Процесс состоялся в Киеве 23 сентября – 28 октября 1913 года и сопровождался, с одной стороны, активной антисемитской кампанией, а с другой – общественными протестами всероссийского и мирового масштаба. Не остались в стороне и большевики. Дело Бейлиса дало им весомый повод развернуть революционную агитацию. Большевистская газета «За Правду» писала: «Совершенно понятно, почему этот процесс привлек такое внимание: на скамью подсудимых посадили самого обыкновенного рабочего и сказали: ведь он людоед и кровопийца, потому что его религия предписывает ему пить младенческую человеческую кровь… Взрывом негодования было оно (дело Бейлиса) встречено во всем цивилизованном мире, и пролетариат России был в первых рядах тех, кто поднял свой голос в защиту попранной чести русского народа».

# [Исходные данные]

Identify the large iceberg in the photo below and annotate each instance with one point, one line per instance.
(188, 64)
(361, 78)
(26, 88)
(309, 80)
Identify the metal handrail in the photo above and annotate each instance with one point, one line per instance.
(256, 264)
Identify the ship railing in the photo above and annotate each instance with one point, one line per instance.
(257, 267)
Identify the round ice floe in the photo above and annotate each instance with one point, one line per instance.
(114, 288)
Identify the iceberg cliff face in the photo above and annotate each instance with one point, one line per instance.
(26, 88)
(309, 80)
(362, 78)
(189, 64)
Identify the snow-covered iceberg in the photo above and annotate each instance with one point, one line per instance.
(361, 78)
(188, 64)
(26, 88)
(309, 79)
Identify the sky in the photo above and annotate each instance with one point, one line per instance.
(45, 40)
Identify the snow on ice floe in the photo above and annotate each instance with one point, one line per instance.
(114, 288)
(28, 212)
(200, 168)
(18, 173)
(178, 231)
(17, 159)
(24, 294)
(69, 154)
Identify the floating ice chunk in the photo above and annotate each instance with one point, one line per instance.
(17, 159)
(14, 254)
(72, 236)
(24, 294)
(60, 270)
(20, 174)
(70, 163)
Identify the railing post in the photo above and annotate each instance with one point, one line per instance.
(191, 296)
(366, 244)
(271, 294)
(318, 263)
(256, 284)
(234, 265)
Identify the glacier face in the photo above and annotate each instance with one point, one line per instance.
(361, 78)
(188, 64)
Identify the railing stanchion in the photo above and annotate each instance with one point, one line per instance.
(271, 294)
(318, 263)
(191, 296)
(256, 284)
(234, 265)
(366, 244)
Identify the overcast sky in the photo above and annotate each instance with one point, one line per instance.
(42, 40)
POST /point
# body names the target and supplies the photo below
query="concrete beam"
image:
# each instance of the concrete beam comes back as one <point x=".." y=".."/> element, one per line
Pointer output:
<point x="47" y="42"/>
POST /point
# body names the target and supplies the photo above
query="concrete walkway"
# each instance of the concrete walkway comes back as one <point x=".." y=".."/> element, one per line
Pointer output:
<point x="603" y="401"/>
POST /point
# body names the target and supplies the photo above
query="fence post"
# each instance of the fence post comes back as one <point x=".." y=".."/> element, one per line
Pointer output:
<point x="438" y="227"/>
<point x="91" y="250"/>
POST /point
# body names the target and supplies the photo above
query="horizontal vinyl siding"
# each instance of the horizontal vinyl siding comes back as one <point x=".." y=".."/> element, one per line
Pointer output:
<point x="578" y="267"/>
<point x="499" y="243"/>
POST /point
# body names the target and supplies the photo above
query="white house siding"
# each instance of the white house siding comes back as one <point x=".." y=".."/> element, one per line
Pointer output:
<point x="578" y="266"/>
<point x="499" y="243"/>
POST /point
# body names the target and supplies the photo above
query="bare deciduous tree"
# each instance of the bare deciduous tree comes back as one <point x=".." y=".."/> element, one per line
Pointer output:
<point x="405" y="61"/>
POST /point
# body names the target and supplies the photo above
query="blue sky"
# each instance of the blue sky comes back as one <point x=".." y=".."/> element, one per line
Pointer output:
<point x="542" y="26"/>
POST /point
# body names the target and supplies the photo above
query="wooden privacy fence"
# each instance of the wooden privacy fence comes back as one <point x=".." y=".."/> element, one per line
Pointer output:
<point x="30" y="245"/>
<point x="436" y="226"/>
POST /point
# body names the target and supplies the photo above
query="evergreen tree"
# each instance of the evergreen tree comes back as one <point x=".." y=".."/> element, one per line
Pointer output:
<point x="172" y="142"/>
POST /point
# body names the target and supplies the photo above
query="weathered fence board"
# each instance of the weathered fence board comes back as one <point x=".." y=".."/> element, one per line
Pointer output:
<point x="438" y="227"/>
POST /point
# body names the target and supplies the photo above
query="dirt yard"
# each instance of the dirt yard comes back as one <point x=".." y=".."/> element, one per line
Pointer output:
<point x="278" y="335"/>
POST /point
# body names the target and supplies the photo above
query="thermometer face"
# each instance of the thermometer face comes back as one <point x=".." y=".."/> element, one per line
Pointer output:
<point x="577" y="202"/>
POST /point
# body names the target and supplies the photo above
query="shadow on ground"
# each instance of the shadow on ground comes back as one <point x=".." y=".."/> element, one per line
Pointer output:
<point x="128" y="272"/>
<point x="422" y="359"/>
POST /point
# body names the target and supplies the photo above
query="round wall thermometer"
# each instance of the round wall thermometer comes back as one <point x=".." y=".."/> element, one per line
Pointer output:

---

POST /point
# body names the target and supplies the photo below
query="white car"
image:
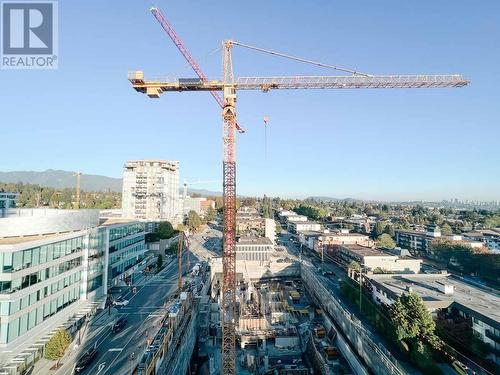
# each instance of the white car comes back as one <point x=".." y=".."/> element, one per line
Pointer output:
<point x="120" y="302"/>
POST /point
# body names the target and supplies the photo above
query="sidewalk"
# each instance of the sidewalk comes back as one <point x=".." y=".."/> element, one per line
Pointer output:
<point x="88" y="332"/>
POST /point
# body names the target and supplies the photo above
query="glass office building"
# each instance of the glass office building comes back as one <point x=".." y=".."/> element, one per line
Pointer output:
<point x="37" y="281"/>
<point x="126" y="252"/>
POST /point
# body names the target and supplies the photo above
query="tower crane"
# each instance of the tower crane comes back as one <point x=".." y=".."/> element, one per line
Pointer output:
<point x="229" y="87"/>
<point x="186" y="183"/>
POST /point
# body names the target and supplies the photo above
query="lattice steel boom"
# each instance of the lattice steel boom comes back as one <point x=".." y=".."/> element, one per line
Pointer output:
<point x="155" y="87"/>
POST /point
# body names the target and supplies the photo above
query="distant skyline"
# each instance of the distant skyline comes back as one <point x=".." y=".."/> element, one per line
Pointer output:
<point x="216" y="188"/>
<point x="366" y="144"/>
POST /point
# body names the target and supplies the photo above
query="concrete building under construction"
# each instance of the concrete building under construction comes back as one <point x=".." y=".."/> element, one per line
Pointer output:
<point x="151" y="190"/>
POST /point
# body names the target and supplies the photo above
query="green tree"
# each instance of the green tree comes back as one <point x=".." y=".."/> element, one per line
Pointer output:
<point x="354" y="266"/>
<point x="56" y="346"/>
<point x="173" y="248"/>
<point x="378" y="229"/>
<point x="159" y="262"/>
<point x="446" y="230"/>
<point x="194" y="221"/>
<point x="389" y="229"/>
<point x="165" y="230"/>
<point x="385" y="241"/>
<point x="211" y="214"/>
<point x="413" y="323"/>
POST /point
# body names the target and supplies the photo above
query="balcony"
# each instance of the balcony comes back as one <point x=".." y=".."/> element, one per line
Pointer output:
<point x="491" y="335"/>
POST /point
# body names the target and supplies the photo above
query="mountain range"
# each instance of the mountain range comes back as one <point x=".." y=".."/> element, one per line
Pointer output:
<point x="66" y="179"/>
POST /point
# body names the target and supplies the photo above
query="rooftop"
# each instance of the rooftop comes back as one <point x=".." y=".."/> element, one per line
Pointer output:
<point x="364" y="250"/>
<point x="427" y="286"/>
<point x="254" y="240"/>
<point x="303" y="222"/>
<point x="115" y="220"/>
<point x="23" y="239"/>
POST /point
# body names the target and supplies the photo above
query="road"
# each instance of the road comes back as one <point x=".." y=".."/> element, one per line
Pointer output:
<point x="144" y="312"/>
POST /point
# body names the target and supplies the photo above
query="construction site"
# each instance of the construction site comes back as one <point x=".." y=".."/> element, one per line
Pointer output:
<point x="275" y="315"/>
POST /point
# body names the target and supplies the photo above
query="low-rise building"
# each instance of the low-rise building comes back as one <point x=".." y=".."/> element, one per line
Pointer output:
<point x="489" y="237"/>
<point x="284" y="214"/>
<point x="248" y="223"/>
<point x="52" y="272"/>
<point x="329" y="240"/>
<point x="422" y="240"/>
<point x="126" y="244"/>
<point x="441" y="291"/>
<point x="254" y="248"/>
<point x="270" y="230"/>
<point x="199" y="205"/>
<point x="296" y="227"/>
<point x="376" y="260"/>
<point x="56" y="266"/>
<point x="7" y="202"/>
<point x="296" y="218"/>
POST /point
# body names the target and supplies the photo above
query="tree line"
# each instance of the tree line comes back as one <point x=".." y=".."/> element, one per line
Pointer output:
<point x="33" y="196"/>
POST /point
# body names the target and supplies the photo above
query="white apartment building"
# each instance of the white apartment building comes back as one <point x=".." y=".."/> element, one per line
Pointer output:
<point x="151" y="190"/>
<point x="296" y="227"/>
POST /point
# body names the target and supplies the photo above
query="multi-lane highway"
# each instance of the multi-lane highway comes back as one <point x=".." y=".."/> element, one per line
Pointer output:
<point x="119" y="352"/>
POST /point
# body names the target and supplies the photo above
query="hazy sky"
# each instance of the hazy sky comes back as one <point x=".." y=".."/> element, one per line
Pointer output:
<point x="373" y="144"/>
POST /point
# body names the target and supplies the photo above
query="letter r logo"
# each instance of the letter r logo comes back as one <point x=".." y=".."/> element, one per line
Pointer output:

# [Задание]
Где и в какие сроки проходил процесс, описанный в тексте о деле Бейлиса? Приведённые пункты никак не связаны с текстом.

# [Ожидаемый ответ]
В Киеве, с 23 сентября по 28 октября 1913 года.